▶ **Task A**: Rewrite the entries from the very beginning down through the line containing "pixel 345 354", putting "Sample format" in place of "Format example" and leaving everything else unchanged.

People ex rel. Hines v. Baltimore & Ohio Southwestern Railroad

366 Ill. 318 | Ill. | 1937

Mr. Justice Jones

delivered the opinion of the court:

In cause No. 23985 the 1935 tax levy of Gallatin county for county purposes included twenty-five cents for general purposes, four cents for mothers’ pensions, five cents for blind pension, and twenty-one cents for pauper aid, aggregating fifty-five cents. Objections of The Baltimore and Ohio Southwestern Railroad Company to the items for blind pension and pauper aid were overruled, judgment was rendered for the tax, and the railroad company appealed.

In cause No. 24049 objections of The Cleveland, Cincinnati, Chicago and St. Louis Railway Company to items of five cents for blind pension, fifteen cents for pauper relief, and five and one-half cents for tuberculosis sanitarium, in the 1935 Shelby county tax levy for county purposes, were overruled and judgment rendered for the tax. Other items of the county levy, not objected to, including twenty-five cents for general purposes, brought the total levy for county purposes to seventy-five cents. The railroad company has appealed.

▶ **Material for this task**:
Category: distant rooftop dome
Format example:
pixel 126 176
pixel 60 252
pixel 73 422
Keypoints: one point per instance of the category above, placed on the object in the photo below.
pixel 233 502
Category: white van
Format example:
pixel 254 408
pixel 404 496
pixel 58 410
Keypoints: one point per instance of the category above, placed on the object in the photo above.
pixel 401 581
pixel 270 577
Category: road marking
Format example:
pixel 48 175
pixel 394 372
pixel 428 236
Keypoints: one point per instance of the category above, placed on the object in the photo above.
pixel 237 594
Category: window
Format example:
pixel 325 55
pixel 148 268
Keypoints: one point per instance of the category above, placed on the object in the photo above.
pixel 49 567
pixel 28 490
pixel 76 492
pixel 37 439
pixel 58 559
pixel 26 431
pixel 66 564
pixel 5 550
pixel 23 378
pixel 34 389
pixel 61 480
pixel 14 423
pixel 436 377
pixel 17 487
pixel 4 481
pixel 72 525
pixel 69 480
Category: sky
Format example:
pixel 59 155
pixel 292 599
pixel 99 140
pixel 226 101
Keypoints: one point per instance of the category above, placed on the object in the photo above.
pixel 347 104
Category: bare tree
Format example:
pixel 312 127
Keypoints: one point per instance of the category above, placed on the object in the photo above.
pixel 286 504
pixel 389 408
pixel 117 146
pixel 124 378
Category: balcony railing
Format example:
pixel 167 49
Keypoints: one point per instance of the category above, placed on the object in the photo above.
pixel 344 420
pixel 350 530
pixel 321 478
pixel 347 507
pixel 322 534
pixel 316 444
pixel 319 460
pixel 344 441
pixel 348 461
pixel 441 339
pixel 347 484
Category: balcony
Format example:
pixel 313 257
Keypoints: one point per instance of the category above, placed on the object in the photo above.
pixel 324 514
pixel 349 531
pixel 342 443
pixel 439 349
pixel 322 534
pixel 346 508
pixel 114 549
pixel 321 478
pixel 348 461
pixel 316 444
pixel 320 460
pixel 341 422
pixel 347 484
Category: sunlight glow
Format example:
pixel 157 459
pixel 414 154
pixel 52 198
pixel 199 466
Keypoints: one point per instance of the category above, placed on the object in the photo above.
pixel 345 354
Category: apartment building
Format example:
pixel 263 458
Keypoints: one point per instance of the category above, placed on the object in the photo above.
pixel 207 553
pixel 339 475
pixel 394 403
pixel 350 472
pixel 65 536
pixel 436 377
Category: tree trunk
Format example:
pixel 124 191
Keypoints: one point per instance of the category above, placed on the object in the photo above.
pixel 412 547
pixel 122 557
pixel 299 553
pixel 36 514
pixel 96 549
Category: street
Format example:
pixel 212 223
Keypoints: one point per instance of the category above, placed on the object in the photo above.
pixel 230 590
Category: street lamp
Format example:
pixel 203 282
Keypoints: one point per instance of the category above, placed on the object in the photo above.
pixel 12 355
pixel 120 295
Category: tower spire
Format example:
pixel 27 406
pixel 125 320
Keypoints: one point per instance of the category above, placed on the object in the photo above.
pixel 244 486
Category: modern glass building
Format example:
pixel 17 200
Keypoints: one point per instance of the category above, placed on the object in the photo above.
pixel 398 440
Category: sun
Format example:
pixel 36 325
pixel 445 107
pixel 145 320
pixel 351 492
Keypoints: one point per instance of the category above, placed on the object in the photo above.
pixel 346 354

▶ **Task B**: From the court opinion above, list each item of the 1935 Gallatin county tax levy for county purposes, with its rate.

▶ **Task answer A**:
Category: distant rooftop dome
Sample format:
pixel 126 176
pixel 60 252
pixel 73 422
Keypoints: one point per instance of the category above, placed on the object in the photo below.
pixel 233 502
Category: white van
Sample format:
pixel 254 408
pixel 404 496
pixel 58 410
Keypoints: one point per instance of the category above, placed on the object in the photo above.
pixel 401 581
pixel 270 577
Category: road marking
Sample format:
pixel 48 175
pixel 394 372
pixel 428 236
Keypoints: one point per instance of the category above, placed on the object in the photo above.
pixel 237 594
Category: window
Sample format:
pixel 325 55
pixel 148 268
Keypoints: one point per instance of the category above, placed on the object in the photo above.
pixel 49 567
pixel 28 490
pixel 76 492
pixel 37 439
pixel 58 559
pixel 26 431
pixel 66 564
pixel 5 550
pixel 23 378
pixel 34 389
pixel 61 480
pixel 14 423
pixel 436 377
pixel 17 487
pixel 4 481
pixel 72 525
pixel 69 480
Category: sky
Sample format:
pixel 59 155
pixel 292 599
pixel 99 140
pixel 226 101
Keypoints: one point per instance of the category above, placed on the object in the photo above.
pixel 347 104
Category: bare tree
Sample format:
pixel 312 127
Keypoints: one point per instance of the category above, placed on the object in the photo above.
pixel 286 504
pixel 389 408
pixel 117 146
pixel 124 378
Category: balcony railing
Sample format:
pixel 167 49
Keypoints: one point per instance of the category above, placed on the object in the photo above.
pixel 344 420
pixel 350 530
pixel 321 478
pixel 347 507
pixel 322 534
pixel 316 444
pixel 319 460
pixel 344 441
pixel 348 461
pixel 441 339
pixel 347 484
Category: balcony
Sample format:
pixel 313 257
Keypoints: one point per instance of the category above, placed on the object in the photo above.
pixel 324 514
pixel 349 531
pixel 342 443
pixel 439 349
pixel 322 534
pixel 346 508
pixel 114 549
pixel 321 478
pixel 348 461
pixel 316 444
pixel 320 460
pixel 341 422
pixel 347 484
Category: sunlight glow
Sample format:
pixel 157 459
pixel 414 154
pixel 52 198
pixel 199 466
Keypoints: one point per instance of the category above, placed on the object in the photo above.
pixel 345 354

▶ **Task answer B**:
- General purposes: twenty-five cents
- Mothers' pensions: four cents
- Blind pension: five cents
- Pauper aid: twenty-one cents